┌────────

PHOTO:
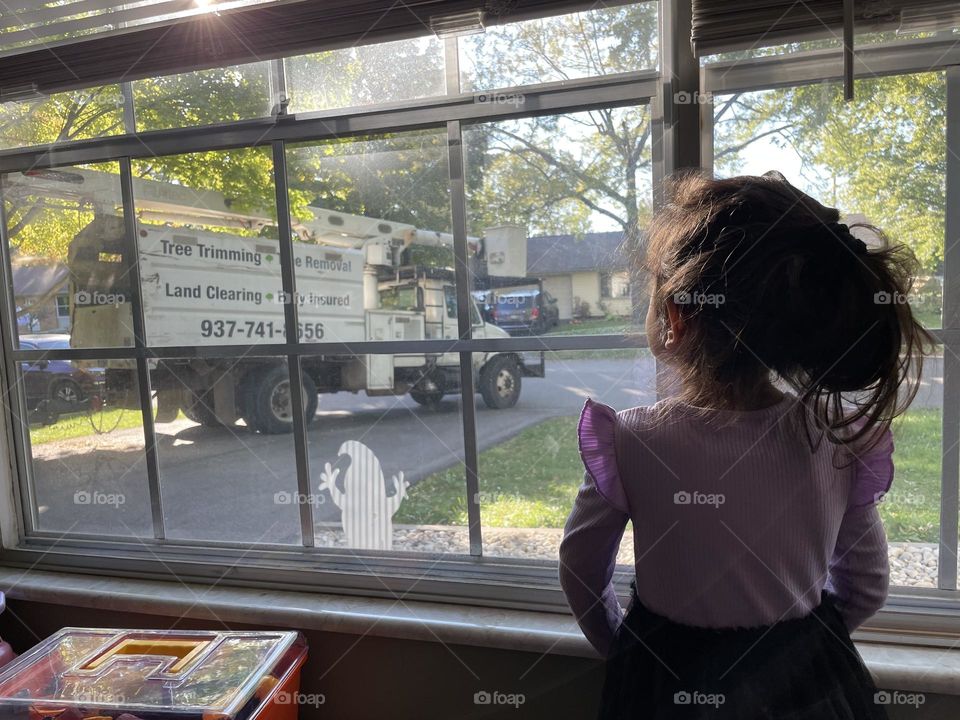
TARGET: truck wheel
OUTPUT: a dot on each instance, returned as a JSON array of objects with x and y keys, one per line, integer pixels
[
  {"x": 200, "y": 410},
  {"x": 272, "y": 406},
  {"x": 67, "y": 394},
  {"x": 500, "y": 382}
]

└────────
┌────────

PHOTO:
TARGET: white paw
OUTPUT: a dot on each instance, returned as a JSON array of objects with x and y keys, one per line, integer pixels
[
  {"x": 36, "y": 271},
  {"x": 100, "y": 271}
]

└────────

Brief:
Lines with "TARGET" in the listing above: state how many there are, and nothing else.

Response area:
2